TAREAS PENDIENTES —
- A) Indica si cada afirmación coincide con el texto sobre la natación: (i) Quien narra entró en su primer equipo de natación a los seis años. (ii) En los encuentros de la liga de verano se lograron resultados excelentes. (iii) Edgemoor era una piscina y club de tenis del barrio. Responde sí o no y cita las palabras del texto que lo deciden.
- B) Cita el texto sobre la natación, todo lo que va desde "Y mientras yo" hasta "quedando bastante atrás.".
- C) Continúa el texto sobre la natación a partir de su última oración.
--- TEXTO EXTRAÍDO ---
Y mientras yo seguía replegándome, los cursos transcurrían igual. Me daba lo mismo lo que pasaba en la clase. El tren académico estaba saliendo de la estación. Sólo estaba en tercero, pero ya me estaba quedando bastante atrás.
Mi consuelo llegaba en los meses de verano, cuando nos íbamos de vacaciones a las pintorescas cabañas del lago Míchigan con mis queridos primos, o al lago Deep Creek, en la Maryland rural. Y durante los días de descanso en Washington, se me podía encontrar en Edgemoor, la piscina y club de tenis local de nuestro barrio. Por aquella época, todo era diferente: por la mañana, mi madre simplemente nos llevaba a mi hermana y a mí a Edgemoor y nos dejaba allí todo el día bajo la supervisión de los socorristas hasta que se hacía de noche. De manera oficial entré en mi primer equipo de natación cuando tenía seis años, cuando cruzaba a estilo perrito la piscina y conseguía unos modestos resultados en los encuentros de la liga de verano. Pero los resultados no importaban. Desde el momento en que mi madre me sumergió siendo bebé, me gustó todo lo relacionado con el agua. Desde el olor del cloro hasta los silbatos de los socorristas, todo me gustaba. Y, sobre todo, lo que más me gustaba era el silencio de la sumersión, esa especie de sentimiento de protección uterina que me envolvía bajo el agua. ¿Qué puedo decir? Era una sensación de plenitud, de estar en casa. Y así, librado a mis propios recursos, aprendí a nadar.
--- MATERIAL PROPORCIONADO ---
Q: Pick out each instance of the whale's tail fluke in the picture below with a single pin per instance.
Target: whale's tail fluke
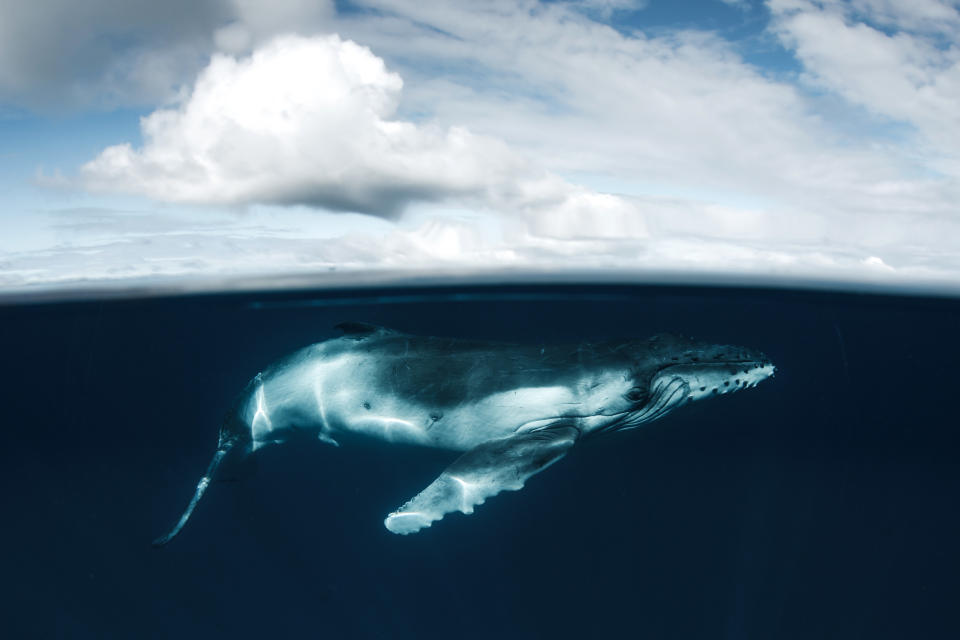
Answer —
(201, 488)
---
RESPUESTAS DEL EJERCICIO —
- A)
(i) Sí: «De manera oficial entré en mi primer equipo de natación cuando tenía seis años».
(ii) No: «conseguía unos modestos resultados en los encuentros de la liga de verano».
(iii) Sí: «Edgemoor, la piscina y club de tenis local de nuestro barrio».

- B)
Y mientras yo seguía replegándome, los cursos transcurrían igual. Me daba lo mismo lo que pasaba en la clase. El tren académico estaba saliendo de la estación. Sólo estaba en tercero, pero ya me estaba quedando bastante atrás.

- C)
Y aprendí a nadar deprisa.
Cuando cumplí los ocho años, ya ganaba con regularidad las carreras del equipo de natación de la liga de verano local. Por fin había encontrado algo que se me daba bien. Me gustaba formar parte del equipo y, más importante aún, me gustaba la autodeterminación de todo esto. Para mí fue toda una revelación la idea de que el trabajo duro y la disciplina me hacían único responsable del resultado, ya sea que ganase o perdiese.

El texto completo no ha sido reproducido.